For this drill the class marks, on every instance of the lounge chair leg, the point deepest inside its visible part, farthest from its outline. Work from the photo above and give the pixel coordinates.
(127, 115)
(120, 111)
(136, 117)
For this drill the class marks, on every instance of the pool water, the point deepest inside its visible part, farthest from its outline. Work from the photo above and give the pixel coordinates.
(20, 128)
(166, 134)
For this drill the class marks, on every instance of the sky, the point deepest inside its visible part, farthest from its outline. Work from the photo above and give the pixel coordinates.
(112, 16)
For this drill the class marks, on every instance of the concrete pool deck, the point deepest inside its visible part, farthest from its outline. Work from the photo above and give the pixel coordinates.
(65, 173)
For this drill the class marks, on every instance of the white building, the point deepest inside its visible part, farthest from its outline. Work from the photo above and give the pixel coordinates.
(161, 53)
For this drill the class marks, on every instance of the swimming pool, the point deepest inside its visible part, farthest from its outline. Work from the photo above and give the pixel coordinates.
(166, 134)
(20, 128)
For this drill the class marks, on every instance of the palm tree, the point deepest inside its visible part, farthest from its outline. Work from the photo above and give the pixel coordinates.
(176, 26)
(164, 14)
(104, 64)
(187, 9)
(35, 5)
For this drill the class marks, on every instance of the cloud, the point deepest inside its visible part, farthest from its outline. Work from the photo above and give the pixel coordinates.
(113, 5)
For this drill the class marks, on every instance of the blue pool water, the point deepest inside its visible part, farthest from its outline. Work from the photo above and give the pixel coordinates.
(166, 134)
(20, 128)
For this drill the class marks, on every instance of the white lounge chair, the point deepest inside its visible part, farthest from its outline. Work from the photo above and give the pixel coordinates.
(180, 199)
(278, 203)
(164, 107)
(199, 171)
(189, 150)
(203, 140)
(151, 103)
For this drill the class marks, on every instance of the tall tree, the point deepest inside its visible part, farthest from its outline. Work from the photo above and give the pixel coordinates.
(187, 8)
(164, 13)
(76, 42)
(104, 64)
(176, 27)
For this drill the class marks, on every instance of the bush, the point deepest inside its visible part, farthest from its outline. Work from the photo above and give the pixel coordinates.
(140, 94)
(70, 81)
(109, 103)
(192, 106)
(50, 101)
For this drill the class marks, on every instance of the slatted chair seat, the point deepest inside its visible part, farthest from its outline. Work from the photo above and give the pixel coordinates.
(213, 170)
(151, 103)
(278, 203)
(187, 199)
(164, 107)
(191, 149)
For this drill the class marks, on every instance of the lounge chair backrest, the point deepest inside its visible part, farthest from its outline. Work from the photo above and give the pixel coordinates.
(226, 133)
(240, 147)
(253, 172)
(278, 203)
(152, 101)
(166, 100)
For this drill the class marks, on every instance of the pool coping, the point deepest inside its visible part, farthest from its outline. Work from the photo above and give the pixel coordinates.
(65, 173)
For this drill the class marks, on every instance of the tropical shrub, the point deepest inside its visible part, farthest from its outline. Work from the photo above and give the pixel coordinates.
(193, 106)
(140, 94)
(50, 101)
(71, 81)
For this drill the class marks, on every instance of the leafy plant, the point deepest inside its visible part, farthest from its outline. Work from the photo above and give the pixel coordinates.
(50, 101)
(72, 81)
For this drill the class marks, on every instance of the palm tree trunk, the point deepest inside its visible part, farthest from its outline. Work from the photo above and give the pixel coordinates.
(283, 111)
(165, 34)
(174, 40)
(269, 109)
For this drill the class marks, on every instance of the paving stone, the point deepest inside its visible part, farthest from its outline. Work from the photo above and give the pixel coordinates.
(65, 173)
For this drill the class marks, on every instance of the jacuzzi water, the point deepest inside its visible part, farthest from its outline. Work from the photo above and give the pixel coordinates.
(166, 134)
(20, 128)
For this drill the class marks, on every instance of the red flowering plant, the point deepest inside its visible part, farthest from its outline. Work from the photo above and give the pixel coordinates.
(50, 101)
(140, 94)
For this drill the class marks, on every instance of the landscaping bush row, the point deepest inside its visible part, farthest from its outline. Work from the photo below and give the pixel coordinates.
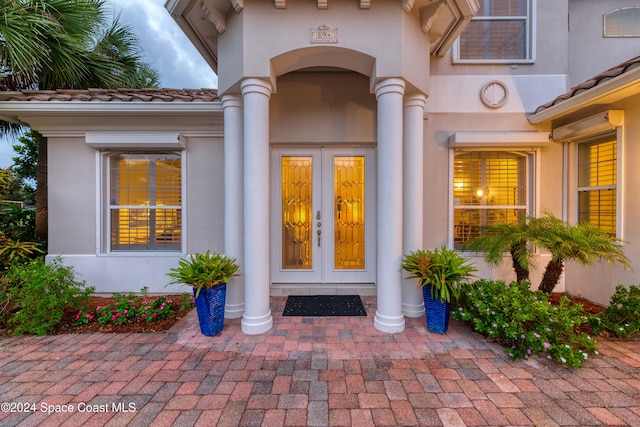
(526, 323)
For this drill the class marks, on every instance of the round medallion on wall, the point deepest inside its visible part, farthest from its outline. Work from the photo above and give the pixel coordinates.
(494, 94)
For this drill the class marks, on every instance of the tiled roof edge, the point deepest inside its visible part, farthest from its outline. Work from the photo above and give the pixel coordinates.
(603, 77)
(111, 95)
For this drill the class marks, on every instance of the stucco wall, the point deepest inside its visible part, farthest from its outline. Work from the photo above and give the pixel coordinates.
(547, 169)
(597, 283)
(205, 194)
(72, 196)
(589, 51)
(390, 41)
(316, 107)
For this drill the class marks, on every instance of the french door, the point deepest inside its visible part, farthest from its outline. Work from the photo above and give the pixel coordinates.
(322, 215)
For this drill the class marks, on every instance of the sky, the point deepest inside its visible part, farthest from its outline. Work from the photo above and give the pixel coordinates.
(165, 47)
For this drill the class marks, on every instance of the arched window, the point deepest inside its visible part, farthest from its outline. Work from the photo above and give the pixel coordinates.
(624, 22)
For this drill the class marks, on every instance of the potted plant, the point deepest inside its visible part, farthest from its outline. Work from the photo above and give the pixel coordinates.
(442, 273)
(208, 274)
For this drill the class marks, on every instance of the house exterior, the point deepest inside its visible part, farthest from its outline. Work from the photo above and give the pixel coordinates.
(343, 135)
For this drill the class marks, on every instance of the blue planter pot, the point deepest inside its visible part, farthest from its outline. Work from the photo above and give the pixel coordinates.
(436, 311)
(210, 308)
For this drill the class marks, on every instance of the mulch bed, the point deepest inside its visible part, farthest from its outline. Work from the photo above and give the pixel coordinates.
(67, 326)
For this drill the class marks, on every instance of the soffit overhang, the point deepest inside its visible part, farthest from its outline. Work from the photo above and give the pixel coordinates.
(204, 20)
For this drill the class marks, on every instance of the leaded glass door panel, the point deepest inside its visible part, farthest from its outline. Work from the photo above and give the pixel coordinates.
(322, 216)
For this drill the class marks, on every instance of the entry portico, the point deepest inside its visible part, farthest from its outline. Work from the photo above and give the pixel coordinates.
(321, 50)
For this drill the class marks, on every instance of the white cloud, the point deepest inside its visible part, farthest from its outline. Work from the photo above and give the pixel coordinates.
(165, 46)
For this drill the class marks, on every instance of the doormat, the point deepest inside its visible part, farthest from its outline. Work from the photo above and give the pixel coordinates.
(324, 305)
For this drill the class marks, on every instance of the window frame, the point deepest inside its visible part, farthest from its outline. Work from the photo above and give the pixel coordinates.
(105, 244)
(575, 188)
(531, 183)
(530, 39)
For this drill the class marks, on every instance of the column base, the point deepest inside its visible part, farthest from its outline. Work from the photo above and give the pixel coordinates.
(257, 325)
(388, 324)
(234, 311)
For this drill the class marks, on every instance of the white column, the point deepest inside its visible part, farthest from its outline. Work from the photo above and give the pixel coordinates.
(233, 199)
(389, 317)
(257, 314)
(413, 197)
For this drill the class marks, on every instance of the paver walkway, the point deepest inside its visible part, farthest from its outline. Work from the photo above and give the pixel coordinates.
(309, 371)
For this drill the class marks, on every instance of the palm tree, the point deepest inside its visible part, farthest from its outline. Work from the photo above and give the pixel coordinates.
(496, 239)
(54, 44)
(583, 243)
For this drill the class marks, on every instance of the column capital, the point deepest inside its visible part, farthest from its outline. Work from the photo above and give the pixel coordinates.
(415, 100)
(254, 85)
(390, 85)
(231, 100)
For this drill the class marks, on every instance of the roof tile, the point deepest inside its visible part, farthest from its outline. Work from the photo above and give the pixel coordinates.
(111, 95)
(601, 78)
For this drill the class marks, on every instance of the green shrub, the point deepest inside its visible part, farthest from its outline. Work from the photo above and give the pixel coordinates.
(525, 322)
(622, 317)
(16, 252)
(130, 308)
(37, 294)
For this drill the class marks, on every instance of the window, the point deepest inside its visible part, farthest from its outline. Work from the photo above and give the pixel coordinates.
(501, 31)
(597, 178)
(145, 209)
(489, 187)
(623, 22)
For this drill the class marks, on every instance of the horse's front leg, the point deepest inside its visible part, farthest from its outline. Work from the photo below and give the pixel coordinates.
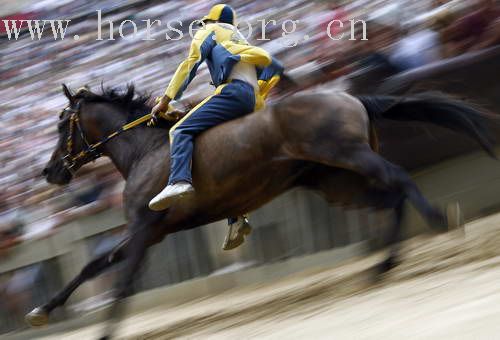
(139, 241)
(40, 315)
(394, 238)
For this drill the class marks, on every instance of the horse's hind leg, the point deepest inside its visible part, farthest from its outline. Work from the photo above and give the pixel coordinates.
(360, 158)
(39, 316)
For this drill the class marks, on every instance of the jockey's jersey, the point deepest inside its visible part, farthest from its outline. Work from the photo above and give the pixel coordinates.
(228, 56)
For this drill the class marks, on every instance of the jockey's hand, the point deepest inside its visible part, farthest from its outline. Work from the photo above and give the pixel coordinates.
(159, 109)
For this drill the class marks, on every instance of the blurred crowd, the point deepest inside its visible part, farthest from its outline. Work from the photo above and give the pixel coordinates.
(401, 35)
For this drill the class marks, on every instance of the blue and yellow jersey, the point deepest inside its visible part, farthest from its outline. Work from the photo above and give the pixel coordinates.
(222, 46)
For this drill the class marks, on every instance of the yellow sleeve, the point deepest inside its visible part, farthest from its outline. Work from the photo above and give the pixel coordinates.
(202, 44)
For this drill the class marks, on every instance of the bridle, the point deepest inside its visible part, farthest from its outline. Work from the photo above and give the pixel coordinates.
(90, 152)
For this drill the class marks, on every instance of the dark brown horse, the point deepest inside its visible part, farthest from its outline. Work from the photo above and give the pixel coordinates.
(321, 141)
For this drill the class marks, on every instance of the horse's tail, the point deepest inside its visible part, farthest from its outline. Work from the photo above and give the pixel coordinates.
(437, 109)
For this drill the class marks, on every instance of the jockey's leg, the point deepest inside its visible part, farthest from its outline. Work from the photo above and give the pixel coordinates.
(230, 101)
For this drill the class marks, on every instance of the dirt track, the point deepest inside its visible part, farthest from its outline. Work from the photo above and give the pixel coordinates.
(448, 287)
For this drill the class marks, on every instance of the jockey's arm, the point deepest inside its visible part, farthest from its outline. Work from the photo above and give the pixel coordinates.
(269, 77)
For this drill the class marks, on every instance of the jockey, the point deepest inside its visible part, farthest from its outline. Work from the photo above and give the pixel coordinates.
(243, 75)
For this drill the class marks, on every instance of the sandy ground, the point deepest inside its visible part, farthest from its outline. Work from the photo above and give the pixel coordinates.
(447, 287)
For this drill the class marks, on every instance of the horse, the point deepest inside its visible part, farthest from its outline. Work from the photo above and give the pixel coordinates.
(324, 141)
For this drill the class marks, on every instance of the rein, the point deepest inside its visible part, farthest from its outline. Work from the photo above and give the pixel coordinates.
(90, 152)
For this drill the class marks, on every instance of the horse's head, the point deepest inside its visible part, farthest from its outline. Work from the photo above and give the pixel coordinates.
(68, 155)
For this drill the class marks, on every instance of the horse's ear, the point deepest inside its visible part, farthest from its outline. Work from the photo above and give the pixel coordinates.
(68, 94)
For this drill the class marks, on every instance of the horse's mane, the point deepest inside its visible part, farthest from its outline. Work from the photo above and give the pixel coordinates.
(133, 103)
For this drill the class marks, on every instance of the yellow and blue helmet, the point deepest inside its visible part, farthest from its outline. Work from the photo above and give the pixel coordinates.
(222, 13)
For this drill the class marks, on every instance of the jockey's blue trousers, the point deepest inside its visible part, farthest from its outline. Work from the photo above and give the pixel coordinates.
(230, 101)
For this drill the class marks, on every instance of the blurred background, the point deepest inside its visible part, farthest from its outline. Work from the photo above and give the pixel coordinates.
(48, 233)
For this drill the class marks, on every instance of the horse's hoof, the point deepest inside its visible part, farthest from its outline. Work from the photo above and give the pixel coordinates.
(38, 317)
(387, 265)
(230, 244)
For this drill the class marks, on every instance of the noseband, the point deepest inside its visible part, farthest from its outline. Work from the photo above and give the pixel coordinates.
(90, 152)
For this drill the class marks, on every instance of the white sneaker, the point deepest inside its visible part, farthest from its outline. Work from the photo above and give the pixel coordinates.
(171, 192)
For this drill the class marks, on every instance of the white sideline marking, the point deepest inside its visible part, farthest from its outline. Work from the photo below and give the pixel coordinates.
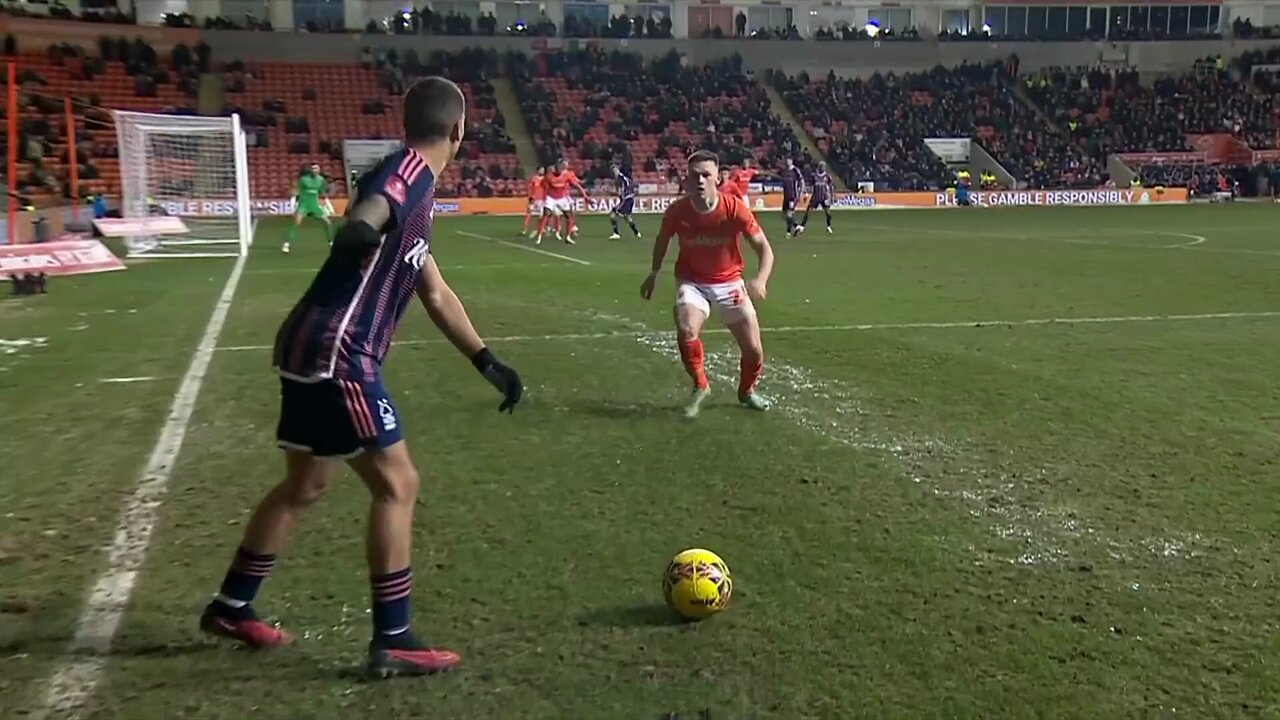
(864, 327)
(1197, 240)
(82, 665)
(446, 268)
(530, 249)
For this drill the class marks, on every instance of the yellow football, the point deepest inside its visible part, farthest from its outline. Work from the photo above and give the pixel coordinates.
(696, 583)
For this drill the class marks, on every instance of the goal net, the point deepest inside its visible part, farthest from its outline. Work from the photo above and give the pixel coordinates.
(187, 168)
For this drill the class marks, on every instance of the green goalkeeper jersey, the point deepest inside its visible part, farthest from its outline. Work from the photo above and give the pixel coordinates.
(310, 187)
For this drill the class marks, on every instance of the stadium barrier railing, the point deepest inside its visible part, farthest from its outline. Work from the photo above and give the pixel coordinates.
(758, 203)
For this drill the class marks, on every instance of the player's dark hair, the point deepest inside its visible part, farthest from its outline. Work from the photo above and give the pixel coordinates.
(433, 106)
(704, 156)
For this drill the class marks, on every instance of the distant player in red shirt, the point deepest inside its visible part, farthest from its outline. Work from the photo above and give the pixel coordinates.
(536, 192)
(558, 203)
(730, 187)
(708, 223)
(743, 178)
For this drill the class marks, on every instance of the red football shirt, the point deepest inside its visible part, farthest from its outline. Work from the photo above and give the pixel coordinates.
(708, 241)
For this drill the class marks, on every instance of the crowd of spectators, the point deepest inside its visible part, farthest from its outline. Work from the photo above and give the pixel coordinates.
(316, 114)
(1109, 110)
(874, 128)
(602, 108)
(65, 71)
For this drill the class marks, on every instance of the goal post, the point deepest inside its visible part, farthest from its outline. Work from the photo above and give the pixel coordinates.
(188, 168)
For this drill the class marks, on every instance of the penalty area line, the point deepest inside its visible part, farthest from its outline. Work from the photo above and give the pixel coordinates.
(81, 668)
(864, 327)
(538, 250)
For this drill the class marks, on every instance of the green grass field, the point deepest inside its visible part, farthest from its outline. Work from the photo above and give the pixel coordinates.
(959, 507)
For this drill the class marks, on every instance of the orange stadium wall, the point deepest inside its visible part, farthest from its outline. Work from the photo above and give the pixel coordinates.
(845, 58)
(36, 35)
(759, 203)
(848, 59)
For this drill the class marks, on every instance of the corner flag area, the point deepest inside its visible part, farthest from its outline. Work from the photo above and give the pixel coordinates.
(1020, 463)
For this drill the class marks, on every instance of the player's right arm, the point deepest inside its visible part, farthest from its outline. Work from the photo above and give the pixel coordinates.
(362, 232)
(659, 254)
(448, 314)
(758, 286)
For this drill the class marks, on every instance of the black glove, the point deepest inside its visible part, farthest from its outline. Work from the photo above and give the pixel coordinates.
(499, 377)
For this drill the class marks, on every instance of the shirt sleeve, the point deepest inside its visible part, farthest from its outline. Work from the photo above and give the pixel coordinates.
(668, 226)
(745, 219)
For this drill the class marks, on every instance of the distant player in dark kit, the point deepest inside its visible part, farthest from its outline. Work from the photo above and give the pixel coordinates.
(333, 405)
(792, 187)
(626, 203)
(819, 196)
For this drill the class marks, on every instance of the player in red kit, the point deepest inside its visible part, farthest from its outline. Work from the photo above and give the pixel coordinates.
(708, 223)
(536, 194)
(557, 182)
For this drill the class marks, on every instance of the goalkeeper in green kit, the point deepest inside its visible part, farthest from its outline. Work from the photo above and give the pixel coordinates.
(312, 187)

> **YOUR OBJECTIVE**: Repeat only the stretch of lines that opens with the line containing "of the penalty" and closes with the final line of the entries, both included, exactly as written.

> **OUTPUT OF THE TASK**:
For this drill the class marks, on every instance of the penalty area line, the point deepest inside its visible part, farthest from its outline. Work from the photo above and give the pixel coordinates.
(81, 668)
(864, 327)
(538, 250)
For this drill the class marks, on every instance of the green grass field, the point deepest inside its visible part, farthest from its outline. Work from the photo above and give the pixel coordinates.
(959, 507)
For this drill the class marks, on every instance of the orange stadium wall, the point deepest inside its visible part, farthest from its outline. Work from the photo above and give the pixel coordinates.
(845, 58)
(36, 35)
(759, 203)
(848, 59)
For this drill the class marks, on every instance of the corner flag area, the point deepest inside its visible part, farthest from its outline. Work from the photo above and give the pixel coordinates.
(1020, 463)
For this drill the class marks, on every instance of the player's right arm, the point deepest inside its visible part, farthest from its outline. Work from the photo above and give the pixel coordinates.
(362, 232)
(659, 254)
(448, 314)
(758, 286)
For this drill the class marks, on every instance of the black glove, the point deepest inside its visible part, farthest from its outline. Work from the photo above and give the pixel coordinates.
(499, 377)
For this drill the class marks, on every instance of the shirt sleeve, the point deepest inside its visible part, farthest from its outline. Work from the photo above and give the pixel coordinates.
(668, 226)
(745, 219)
For this drill the class marks, on every instance of the distant player in dark kit, the point deepest inside its visible part, farthest from its outline. Work from the photo above and give the pixel coordinates.
(333, 405)
(792, 187)
(626, 203)
(819, 196)
For this drill the class marks, on every instance of the player in red kit, the point deepest inside its visible part, farthest from its outline. Work from the photo above and give the pixel coordinates.
(708, 223)
(536, 194)
(557, 182)
For this drill the class marks, on every instance of the goalkeeper in green kit, the point deepest inside its visible part, farthest from its outline. Work from the photo above and give the pixel coordinates.
(312, 187)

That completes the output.